Exercise prompt. Repeat everything in the data from the line containing "[locate] the grey" down to the line containing "<point>283,75</point>", both of those lines included.

Dataset records.
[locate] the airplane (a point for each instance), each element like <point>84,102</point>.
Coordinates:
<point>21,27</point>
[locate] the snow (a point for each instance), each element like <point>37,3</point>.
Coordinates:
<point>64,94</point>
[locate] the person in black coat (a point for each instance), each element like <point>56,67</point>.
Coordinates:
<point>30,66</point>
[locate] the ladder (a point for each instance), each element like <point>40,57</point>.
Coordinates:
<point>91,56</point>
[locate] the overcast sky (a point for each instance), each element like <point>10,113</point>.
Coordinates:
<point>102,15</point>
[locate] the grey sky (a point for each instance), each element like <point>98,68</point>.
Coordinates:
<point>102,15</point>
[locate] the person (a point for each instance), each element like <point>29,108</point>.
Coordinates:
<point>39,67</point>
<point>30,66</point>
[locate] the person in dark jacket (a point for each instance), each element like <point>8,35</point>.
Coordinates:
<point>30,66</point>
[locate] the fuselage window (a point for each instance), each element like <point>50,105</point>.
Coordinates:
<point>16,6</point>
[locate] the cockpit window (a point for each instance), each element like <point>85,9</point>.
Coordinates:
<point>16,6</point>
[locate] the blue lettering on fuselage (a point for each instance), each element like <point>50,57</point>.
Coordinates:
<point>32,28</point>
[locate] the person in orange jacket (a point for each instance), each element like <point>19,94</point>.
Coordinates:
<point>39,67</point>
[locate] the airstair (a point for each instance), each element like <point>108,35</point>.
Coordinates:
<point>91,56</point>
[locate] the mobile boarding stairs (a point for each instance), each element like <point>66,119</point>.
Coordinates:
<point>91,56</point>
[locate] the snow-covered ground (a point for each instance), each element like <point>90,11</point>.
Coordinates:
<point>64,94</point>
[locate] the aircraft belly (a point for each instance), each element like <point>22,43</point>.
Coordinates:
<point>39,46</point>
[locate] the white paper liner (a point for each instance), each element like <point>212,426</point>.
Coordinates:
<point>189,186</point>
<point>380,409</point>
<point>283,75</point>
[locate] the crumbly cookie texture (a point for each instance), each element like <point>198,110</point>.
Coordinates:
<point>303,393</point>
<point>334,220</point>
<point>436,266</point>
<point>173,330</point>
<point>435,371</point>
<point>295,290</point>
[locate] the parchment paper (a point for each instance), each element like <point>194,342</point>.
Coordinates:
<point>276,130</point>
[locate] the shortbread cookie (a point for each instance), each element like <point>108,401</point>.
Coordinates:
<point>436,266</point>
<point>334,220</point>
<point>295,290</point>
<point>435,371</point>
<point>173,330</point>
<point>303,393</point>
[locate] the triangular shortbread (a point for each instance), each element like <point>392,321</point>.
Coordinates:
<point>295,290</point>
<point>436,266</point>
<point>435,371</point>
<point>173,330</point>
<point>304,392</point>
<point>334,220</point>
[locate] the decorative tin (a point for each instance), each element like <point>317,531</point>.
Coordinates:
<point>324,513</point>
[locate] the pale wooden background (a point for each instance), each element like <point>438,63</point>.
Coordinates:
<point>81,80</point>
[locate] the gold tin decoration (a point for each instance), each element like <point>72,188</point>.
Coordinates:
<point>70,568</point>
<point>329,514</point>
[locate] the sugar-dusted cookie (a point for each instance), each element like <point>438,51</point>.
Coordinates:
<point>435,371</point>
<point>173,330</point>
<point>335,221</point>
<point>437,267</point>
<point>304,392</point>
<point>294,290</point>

Task solution.
[locate] the grey sky (a point for each instance), each element like <point>98,68</point>.
Coordinates:
<point>102,15</point>
[locate] the person (a point for each instance), each element like <point>29,108</point>.
Coordinates:
<point>39,67</point>
<point>30,66</point>
[locate] the person in dark jacket (a point for each instance), each element like <point>8,35</point>.
Coordinates:
<point>30,66</point>
[locate] the fuselage window (a point for each instance), each element like <point>50,105</point>.
Coordinates:
<point>16,6</point>
[locate] the cockpit window (a point for each instance), each element like <point>85,9</point>.
Coordinates:
<point>16,6</point>
[locate] the blue lettering on fuselage (a point for each instance), each element like <point>50,57</point>.
Coordinates:
<point>32,28</point>
[locate] the person in orange jacket (a point for each instance), each element like <point>19,94</point>.
Coordinates:
<point>39,67</point>
[locate] the airstair (a point for each instance), each element like <point>108,35</point>.
Coordinates:
<point>91,56</point>
[locate] the mobile boarding stairs (a point for each instance), each element like <point>66,119</point>.
Coordinates:
<point>91,56</point>
[locate] the snow-covered ground (a point for each instance), each element like <point>90,11</point>.
Coordinates:
<point>64,94</point>
[locate] the aircraft belly (a point for each instance), each element like <point>22,43</point>.
Coordinates:
<point>39,46</point>
[locate] the white paper liner (a point for each instance), each element like <point>212,426</point>.
Coordinates:
<point>189,186</point>
<point>380,409</point>
<point>283,75</point>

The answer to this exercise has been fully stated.